Task prompt: Can you copy the material beginning at the line that has "Where can you find the red dirt" and stopping after its final line, increasing every coordinate in the marked points by 82 and keeping all other wording unchanged? Omit the pictures.

····················

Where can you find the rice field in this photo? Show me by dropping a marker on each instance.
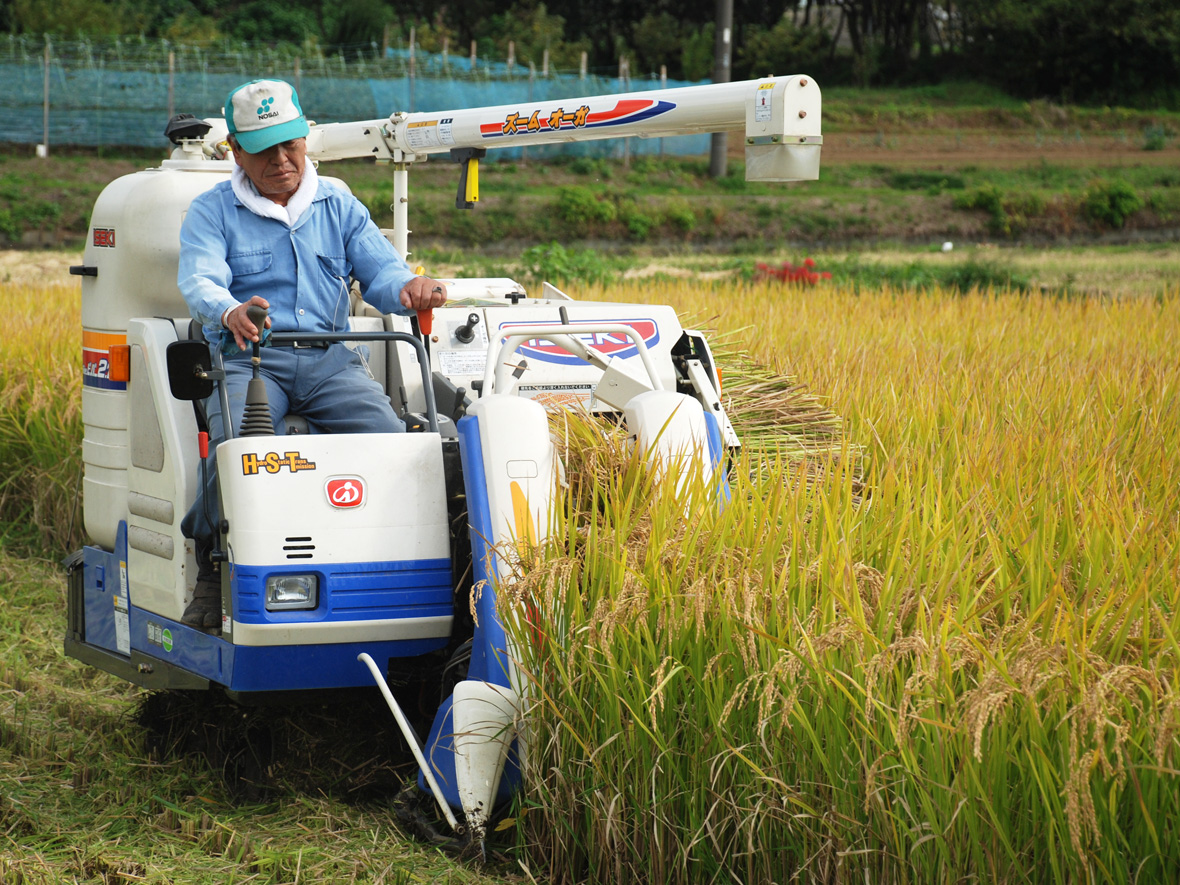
(945, 653)
(936, 643)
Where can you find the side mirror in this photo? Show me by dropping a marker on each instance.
(190, 375)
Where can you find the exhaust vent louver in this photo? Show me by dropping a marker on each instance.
(299, 548)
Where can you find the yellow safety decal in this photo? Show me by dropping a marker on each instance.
(525, 529)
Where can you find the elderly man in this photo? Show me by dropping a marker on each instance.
(277, 236)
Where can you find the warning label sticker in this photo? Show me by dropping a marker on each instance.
(430, 133)
(762, 103)
(463, 362)
(554, 395)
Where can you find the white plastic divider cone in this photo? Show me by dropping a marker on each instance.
(485, 721)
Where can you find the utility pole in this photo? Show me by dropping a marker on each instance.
(721, 47)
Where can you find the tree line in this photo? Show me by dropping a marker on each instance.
(1123, 52)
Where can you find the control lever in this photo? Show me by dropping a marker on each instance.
(426, 321)
(256, 417)
(466, 333)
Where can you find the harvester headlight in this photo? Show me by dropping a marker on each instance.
(292, 591)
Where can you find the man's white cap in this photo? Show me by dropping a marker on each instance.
(262, 113)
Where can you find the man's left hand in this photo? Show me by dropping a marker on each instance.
(423, 294)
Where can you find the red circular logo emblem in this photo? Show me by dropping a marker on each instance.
(346, 492)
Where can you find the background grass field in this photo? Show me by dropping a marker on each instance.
(946, 649)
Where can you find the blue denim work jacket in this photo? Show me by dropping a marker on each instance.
(228, 254)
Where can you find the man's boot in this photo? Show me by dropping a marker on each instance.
(203, 613)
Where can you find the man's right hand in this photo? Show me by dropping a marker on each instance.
(237, 322)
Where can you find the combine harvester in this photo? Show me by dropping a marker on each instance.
(346, 555)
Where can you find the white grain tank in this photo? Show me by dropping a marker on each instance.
(130, 264)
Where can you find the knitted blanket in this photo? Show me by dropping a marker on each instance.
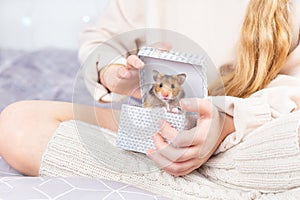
(265, 165)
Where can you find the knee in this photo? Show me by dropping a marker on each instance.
(10, 119)
(12, 133)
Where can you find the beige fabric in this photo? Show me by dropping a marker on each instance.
(215, 26)
(264, 166)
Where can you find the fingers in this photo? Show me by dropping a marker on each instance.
(174, 154)
(125, 73)
(164, 46)
(133, 62)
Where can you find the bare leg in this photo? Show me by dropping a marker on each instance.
(27, 126)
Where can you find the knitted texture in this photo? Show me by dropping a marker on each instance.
(264, 166)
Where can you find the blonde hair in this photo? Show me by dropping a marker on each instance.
(263, 47)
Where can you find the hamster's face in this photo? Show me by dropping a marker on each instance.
(168, 87)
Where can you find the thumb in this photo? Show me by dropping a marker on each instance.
(202, 106)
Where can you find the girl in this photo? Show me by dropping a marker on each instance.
(255, 44)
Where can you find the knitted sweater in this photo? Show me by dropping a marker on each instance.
(215, 26)
(266, 165)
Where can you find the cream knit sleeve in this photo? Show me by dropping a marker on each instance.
(280, 98)
(100, 43)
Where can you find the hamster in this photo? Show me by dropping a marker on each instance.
(166, 92)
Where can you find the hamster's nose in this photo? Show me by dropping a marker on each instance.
(165, 93)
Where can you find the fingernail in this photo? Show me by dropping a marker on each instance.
(138, 63)
(154, 136)
(161, 122)
(123, 73)
(185, 102)
(150, 152)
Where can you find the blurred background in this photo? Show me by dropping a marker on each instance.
(38, 47)
(35, 24)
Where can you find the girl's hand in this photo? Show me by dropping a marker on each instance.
(123, 79)
(188, 150)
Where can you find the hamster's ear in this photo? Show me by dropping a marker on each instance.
(181, 78)
(156, 75)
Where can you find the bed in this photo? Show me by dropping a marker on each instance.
(49, 74)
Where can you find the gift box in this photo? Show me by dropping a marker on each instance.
(166, 77)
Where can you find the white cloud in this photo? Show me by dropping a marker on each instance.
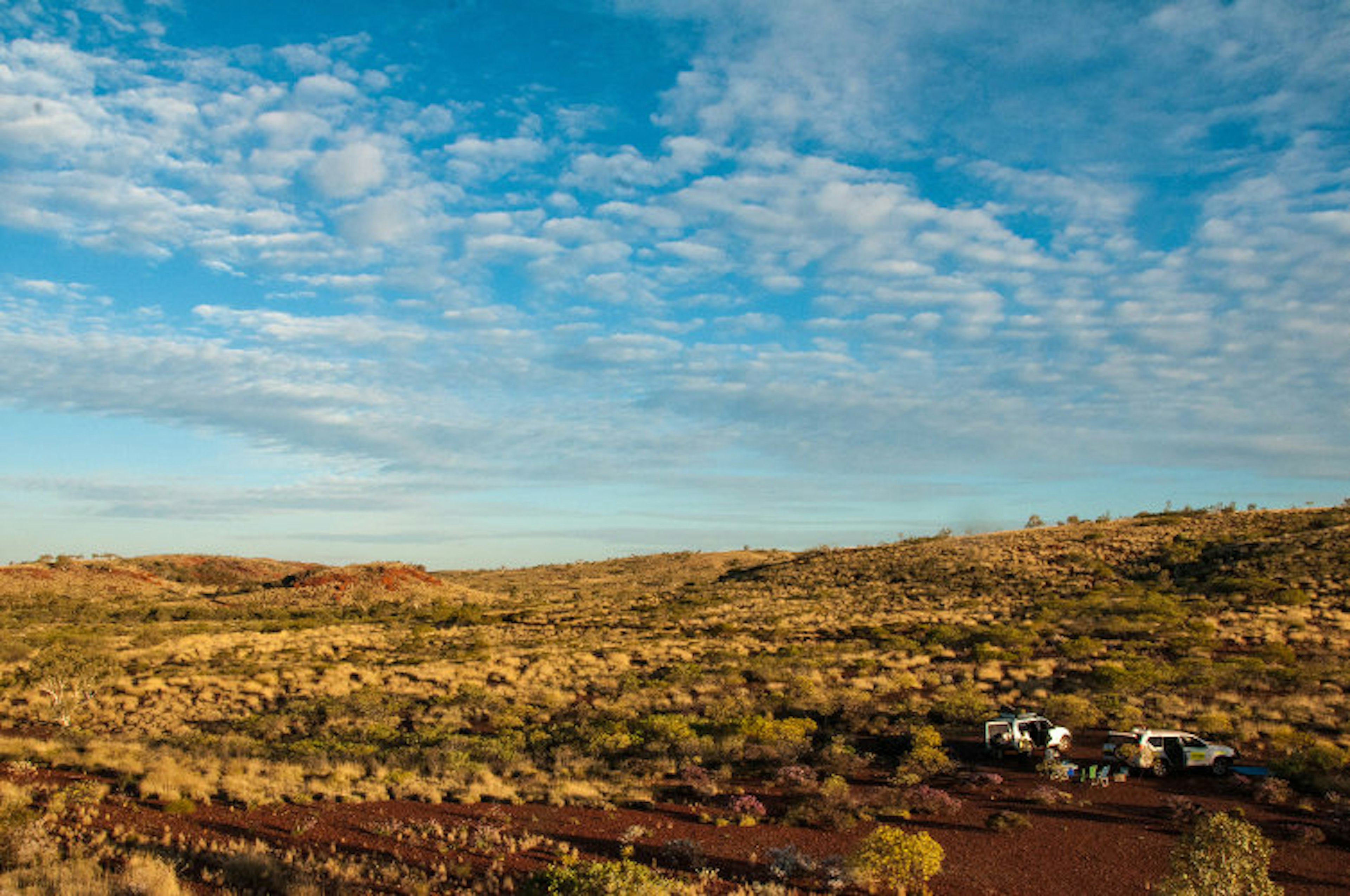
(349, 172)
(346, 329)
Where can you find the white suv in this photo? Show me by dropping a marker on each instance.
(1013, 732)
(1167, 751)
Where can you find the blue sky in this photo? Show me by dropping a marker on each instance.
(495, 283)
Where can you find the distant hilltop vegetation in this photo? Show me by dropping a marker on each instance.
(794, 693)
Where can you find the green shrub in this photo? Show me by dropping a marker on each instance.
(1221, 855)
(927, 759)
(1072, 710)
(895, 862)
(623, 878)
(967, 705)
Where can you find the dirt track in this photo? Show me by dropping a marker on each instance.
(1113, 838)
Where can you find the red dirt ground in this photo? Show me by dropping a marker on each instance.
(1117, 838)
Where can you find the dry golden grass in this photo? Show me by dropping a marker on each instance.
(258, 681)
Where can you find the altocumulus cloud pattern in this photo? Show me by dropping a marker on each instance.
(527, 281)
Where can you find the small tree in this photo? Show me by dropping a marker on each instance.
(1221, 855)
(893, 862)
(69, 674)
(927, 759)
(599, 879)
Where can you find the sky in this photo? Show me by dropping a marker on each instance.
(477, 284)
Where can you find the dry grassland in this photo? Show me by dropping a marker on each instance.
(198, 679)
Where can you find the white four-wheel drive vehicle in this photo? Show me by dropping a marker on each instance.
(1167, 751)
(1013, 732)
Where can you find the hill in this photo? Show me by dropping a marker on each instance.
(199, 692)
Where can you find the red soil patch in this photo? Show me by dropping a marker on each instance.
(1113, 838)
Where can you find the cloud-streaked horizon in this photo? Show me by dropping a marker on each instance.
(794, 272)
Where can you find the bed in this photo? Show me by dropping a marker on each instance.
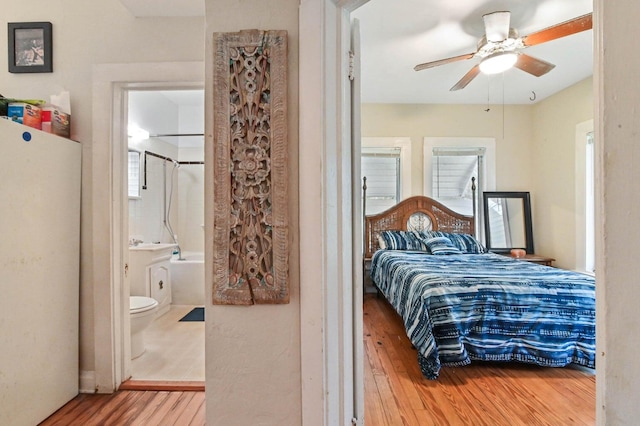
(460, 303)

····················

Answer to the task:
Where can you find the red dirt ground in this photo? Show me by dropping a marker on each instance.
(1199, 920)
Where can you find the dry golden grass in this photo? Show me by dropping a marker on each instance.
(340, 763)
Where can you find the altocumulus cloud pattern in this photo? Show me by dropping a marker on each instance.
(609, 363)
Where can you find the small tree in this photo? Show me by dropping a marker on each instance.
(1303, 937)
(975, 944)
(151, 756)
(1009, 841)
(681, 961)
Where can you find the sky in this photo? Show me by dropping a marker on each instance.
(559, 366)
Where can you find the dry grassland in this photo? Show me by dropping a marker on each instance.
(280, 761)
Where can you find the white four-wheel drive vehicle in this photo? Show me by dropping a marker on each instance.
(1249, 833)
(1095, 814)
Where can you find the hill in this photo? Show me by dropping a marker on each instance.
(281, 774)
Where can you find the red soil patch in this photo? Show me by dropping a marker on each instance.
(1195, 920)
Where can you find the cloud-streaked horizon in this photo? Show me by dropping a marker on each instance.
(876, 354)
Where can you find the bed in this photo? Show me by dropping a marker on each instance.
(542, 385)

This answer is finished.